Records from a point labeling set:
-=-=-=-=-

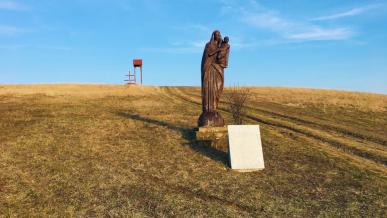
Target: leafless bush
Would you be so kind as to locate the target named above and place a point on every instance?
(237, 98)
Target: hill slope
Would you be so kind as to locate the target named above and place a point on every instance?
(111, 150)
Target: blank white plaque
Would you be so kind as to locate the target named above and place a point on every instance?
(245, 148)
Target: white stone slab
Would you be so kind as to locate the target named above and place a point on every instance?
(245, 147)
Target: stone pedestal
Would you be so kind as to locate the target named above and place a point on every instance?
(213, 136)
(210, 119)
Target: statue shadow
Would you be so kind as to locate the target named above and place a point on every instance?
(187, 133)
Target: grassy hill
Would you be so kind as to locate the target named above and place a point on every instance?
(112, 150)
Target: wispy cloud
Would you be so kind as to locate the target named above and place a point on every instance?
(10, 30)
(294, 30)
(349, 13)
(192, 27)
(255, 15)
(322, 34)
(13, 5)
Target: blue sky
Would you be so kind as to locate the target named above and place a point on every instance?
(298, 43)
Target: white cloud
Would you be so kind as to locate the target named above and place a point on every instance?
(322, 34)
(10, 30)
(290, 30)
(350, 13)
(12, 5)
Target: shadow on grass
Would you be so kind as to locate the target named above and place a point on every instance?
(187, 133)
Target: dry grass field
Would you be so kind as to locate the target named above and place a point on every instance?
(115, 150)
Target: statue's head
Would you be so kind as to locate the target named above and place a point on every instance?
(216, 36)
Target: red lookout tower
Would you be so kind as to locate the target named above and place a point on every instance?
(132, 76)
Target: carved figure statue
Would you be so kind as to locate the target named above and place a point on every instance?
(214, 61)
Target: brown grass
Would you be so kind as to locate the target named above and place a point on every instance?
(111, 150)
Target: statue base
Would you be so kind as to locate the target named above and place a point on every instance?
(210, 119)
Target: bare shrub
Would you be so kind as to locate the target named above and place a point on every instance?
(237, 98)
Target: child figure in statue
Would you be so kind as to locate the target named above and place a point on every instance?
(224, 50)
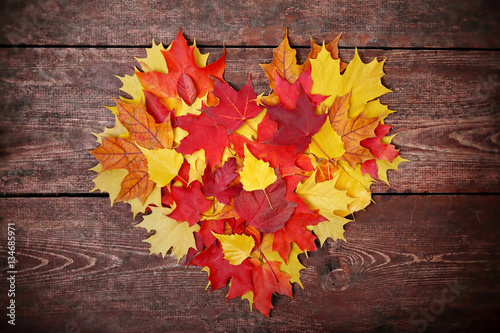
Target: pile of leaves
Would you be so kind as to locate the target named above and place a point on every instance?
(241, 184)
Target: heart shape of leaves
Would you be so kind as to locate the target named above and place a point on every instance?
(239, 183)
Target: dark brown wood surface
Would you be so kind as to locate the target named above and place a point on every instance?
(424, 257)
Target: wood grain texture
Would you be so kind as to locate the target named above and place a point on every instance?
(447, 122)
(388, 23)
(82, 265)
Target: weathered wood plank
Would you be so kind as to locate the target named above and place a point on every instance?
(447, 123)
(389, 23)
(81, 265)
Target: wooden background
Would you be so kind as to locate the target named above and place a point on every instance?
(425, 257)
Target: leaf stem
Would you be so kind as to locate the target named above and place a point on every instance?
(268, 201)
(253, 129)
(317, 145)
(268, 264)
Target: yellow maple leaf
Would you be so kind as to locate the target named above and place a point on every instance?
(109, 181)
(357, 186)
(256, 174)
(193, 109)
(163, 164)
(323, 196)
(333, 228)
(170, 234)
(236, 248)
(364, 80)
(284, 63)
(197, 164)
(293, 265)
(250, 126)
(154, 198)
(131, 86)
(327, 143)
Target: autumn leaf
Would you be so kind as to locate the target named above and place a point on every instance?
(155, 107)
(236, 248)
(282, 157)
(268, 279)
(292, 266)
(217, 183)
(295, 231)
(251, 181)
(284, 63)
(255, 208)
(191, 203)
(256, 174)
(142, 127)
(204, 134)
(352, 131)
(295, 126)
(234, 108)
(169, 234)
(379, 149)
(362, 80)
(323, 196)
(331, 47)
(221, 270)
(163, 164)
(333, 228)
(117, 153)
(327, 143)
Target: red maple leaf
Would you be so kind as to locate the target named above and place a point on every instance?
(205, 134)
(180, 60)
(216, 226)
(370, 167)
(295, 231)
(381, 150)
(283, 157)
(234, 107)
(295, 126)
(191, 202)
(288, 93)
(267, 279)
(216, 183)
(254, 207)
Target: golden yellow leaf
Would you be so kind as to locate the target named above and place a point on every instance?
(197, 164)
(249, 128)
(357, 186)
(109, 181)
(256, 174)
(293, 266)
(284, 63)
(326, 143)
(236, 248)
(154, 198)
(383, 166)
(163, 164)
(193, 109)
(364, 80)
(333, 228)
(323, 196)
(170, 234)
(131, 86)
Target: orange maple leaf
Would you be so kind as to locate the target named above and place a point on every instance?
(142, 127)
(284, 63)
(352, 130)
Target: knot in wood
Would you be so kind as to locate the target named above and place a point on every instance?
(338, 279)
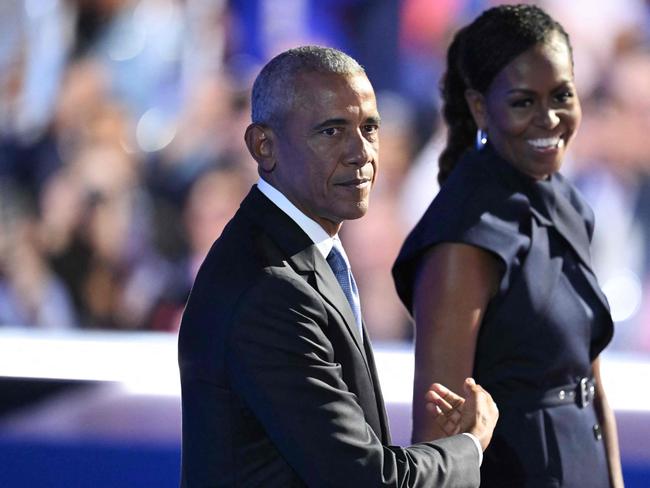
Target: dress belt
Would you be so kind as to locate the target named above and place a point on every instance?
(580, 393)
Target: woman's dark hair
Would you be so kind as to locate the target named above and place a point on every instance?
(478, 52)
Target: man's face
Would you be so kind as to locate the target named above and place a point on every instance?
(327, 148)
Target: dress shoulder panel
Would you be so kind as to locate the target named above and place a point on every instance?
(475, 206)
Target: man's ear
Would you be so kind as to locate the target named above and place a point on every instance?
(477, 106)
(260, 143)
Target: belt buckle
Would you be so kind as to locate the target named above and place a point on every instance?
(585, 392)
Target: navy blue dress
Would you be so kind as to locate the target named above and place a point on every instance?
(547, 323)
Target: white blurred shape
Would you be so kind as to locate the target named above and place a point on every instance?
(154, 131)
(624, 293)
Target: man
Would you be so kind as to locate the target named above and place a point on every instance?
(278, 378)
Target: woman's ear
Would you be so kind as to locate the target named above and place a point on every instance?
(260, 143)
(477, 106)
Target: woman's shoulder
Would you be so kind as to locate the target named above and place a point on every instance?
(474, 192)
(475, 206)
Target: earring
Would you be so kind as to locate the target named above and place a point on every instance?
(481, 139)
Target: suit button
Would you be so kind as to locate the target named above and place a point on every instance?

-=-=-=-=-

# EXERCISE TASK
Can you restate all the records above word for word while dropping the pictures?

# RIGHT ANSWER
Target: leafless bush
Would you be so kind as to locate the target named above and place a point on every instance?
(237, 98)
Target: hill slope
Would you be so kind as to locate the target named above and place a point on every instance?
(111, 150)
Target: blank white plaque
Would you be so kind as to locate the target named above and place a point on every instance?
(245, 148)
Target: white stone slab
Would you be so kind as to locate the target named above and place a point on every instance?
(245, 147)
Target: stone pedestal
Would you be so kind as to locate the target named above and place a point on every instance?
(213, 136)
(210, 119)
Target: statue shadow
Would you be so kind as to locate the target named above and place a point on every instance?
(187, 133)
Target: grassy hill
Would you be so kind as to locate the target named above and place a point on every instance?
(112, 150)
Target: wispy cloud
Would you be so kind as to locate the target named above and place a point on every instance?
(10, 30)
(294, 30)
(349, 13)
(192, 27)
(255, 15)
(322, 34)
(13, 5)
Target: blue sky
Would you be so kind as to locate the target named above and place a point on every instance?
(298, 43)
Target: white cloud
Would you be so kind as to locate the target named above and place a point on every instance?
(322, 34)
(10, 30)
(290, 30)
(350, 13)
(12, 5)
Target: shadow on grass
Would you be so kind as to locate the target named above and place a point on every instance?
(187, 133)
Target: dry grass field
Would you be so kind as to locate the target named above and place a point on every instance?
(115, 150)
Target: statue's head
Would you be so kind as to locate the target named above and place a point on every instance?
(216, 36)
Target: red lookout tower
Would you be so kind as to locate the target named above and place a point on every instance?
(132, 76)
Target: carved figure statue
Would you be so kind as to locate the target named above and place a point on every instance?
(214, 61)
Target: brown grass
Would you be so kind as to locate the target named above and place a point on every instance?
(111, 150)
Target: statue base
Would you be so kind as to locate the target named above and place a point on every instance?
(210, 119)
Target: bare shrub
Would you be so kind as to locate the target named above and place a point on every instance?
(237, 98)
Target: child figure in statue
Would you be so kind as to locate the target named above and place a point on every instance?
(224, 50)
Target: pile of leaves
Would you be so kind as to locate the target named above and place a point on every instance?
(241, 184)
Target: heart shape of leaves
Would you be so kind as to locate the target named above and place a point on every instance?
(239, 183)
Target: dark brown wood surface
Would you be so kind as to locate the target named above and place a point on every instance?
(424, 257)
Target: wood grain texture
Would you be so kind as to locate the target named above and place a point on every instance?
(447, 122)
(388, 23)
(82, 265)
Target: weathered wood plank
Would you be so kind as to locate the target named above and place a point on every instance?
(447, 123)
(389, 23)
(81, 265)
Target: wooden background
Would you be so kind as to locate the target named above and place a point on every instance?
(425, 257)
Target: leaf stem
Would you be so kind as to locate the target named above and place a point on every instance?
(268, 201)
(253, 129)
(317, 145)
(268, 264)
Target: yellow maple leaf
Would you be so kind as to locate the target named above and place a point on every instance?
(109, 181)
(357, 186)
(256, 174)
(193, 109)
(163, 164)
(323, 196)
(333, 228)
(170, 234)
(236, 248)
(364, 80)
(284, 63)
(197, 164)
(293, 265)
(250, 126)
(154, 198)
(131, 86)
(327, 143)
Target: autumn leaf
Would you be so kind as to locate the target named above and place a point on every instance?
(155, 107)
(236, 248)
(282, 157)
(268, 279)
(292, 266)
(217, 183)
(295, 231)
(251, 181)
(284, 63)
(255, 208)
(191, 203)
(256, 174)
(142, 127)
(204, 134)
(352, 131)
(295, 126)
(234, 108)
(169, 234)
(379, 149)
(362, 80)
(323, 196)
(331, 47)
(221, 270)
(163, 164)
(333, 228)
(117, 153)
(327, 143)
Target: red maple leaf
Would you be so kind as to locate the target named above and place a point on every instance?
(205, 134)
(180, 60)
(216, 226)
(370, 167)
(295, 231)
(381, 150)
(283, 157)
(234, 107)
(295, 126)
(191, 202)
(288, 93)
(267, 279)
(216, 183)
(254, 207)
Target: golden yellow leaf
Would you be so kind as to locate the target named above and place a point on every instance?
(197, 164)
(249, 128)
(357, 186)
(109, 181)
(256, 174)
(293, 266)
(284, 63)
(326, 143)
(236, 248)
(154, 198)
(383, 166)
(163, 164)
(193, 109)
(364, 80)
(333, 228)
(323, 196)
(170, 234)
(131, 86)
Target: orange maple leaf
Would you be so kind as to locate the target named above and place a point on every instance?
(142, 127)
(284, 63)
(352, 130)
Target: knot in wood
Would you be so kind as to locate the target named above and place a point on every instance?
(338, 279)
Target: dress belt
Would you be so kind as to locate the target named above and place a point on every instance?
(580, 393)
Target: woman's dark hair
Would you be so kind as to locate the target named above and place a point on every instance?
(478, 52)
Target: man's face
Would you be so kind as to locate the target named above and place a point on every instance?
(327, 148)
Target: dress shoulder panel
Would you be so kind as to locate the target named above and place a point on every instance?
(475, 206)
Target: man's ear
Would you be so kind as to locate the target named above and place a point on every instance?
(477, 106)
(260, 143)
Target: belt buckle
Would you be so kind as to locate the target named above and place a point on every instance?
(585, 392)
Target: navy blue dress
Would you be so kind as to locate the target named above and place a point on every instance?
(547, 323)
Target: white blurred shape
Would you be so kind as to locate the target named above and place a point on every instance?
(154, 131)
(624, 293)
Target: man
Would you be so kind as to locate the target named above and place a point on every instance?
(278, 378)
Target: woman's ear
Would you be so kind as to locate the target named above and place a point on every instance?
(260, 143)
(477, 106)
Target: woman's shoulder
Would you be so kind as to locate the target named above and place a point on every instance?
(474, 192)
(475, 206)
Target: earring
Would you be so kind as to locate the target named above and place a point on every instance?
(481, 139)
Target: suit button
Would you be so kind as to locate the target named above and place a point on every instance?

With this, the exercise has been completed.